▸ **Exercise**
Set down each entry again exactly as written.

Recorded data
»»

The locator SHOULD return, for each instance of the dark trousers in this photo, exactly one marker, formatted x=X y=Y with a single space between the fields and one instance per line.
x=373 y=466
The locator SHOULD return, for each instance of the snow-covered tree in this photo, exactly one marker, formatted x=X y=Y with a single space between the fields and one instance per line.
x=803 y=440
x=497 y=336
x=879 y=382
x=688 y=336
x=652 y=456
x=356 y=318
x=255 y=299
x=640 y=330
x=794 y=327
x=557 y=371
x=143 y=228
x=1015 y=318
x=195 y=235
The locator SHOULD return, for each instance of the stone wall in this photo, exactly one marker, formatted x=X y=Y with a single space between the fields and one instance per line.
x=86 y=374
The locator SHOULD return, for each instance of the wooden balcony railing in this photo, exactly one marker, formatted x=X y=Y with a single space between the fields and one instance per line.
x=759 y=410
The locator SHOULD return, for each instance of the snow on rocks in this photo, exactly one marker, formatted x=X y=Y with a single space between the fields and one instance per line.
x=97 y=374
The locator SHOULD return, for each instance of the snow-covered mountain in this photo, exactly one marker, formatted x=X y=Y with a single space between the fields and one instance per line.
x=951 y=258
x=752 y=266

««

▸ **Response to this task**
The locator SHOULD return, for each instance of the dark trousers in this photo, exactly one marker, formatted x=X y=Y with a single space between the fields and one instance per line.
x=373 y=466
The locator SHOULD return, for each instance of the snow-covered tree in this photo, exactly one marker, formatted x=X y=Y with a single space between the fields and one instance per line.
x=803 y=440
x=497 y=336
x=879 y=382
x=688 y=336
x=652 y=456
x=356 y=318
x=255 y=299
x=640 y=330
x=794 y=327
x=557 y=371
x=143 y=228
x=1015 y=318
x=195 y=235
The locator SHOULD return, for each instance of the stone wall in this photo, exactly one marker, formatted x=X y=Y with a single space between the fields and one instance per line.
x=86 y=374
The locator SHOULD return, for each instance of the wooden balcony railing in this photo, exactly one marker, formatted x=X y=Y with a single space between the fields and one instance per line.
x=759 y=410
The locator SHOULD return, for each instance of the snow on rocks in this photo, exactly one marker, formatted x=X y=Y with a single space between the fields and one instance per line.
x=97 y=374
The locator SHOULD return, for each instance of the snow-covered mountain in this photo, exactly one marker, formatted x=X y=Y with a single space between the fields and one instance per line.
x=951 y=258
x=752 y=266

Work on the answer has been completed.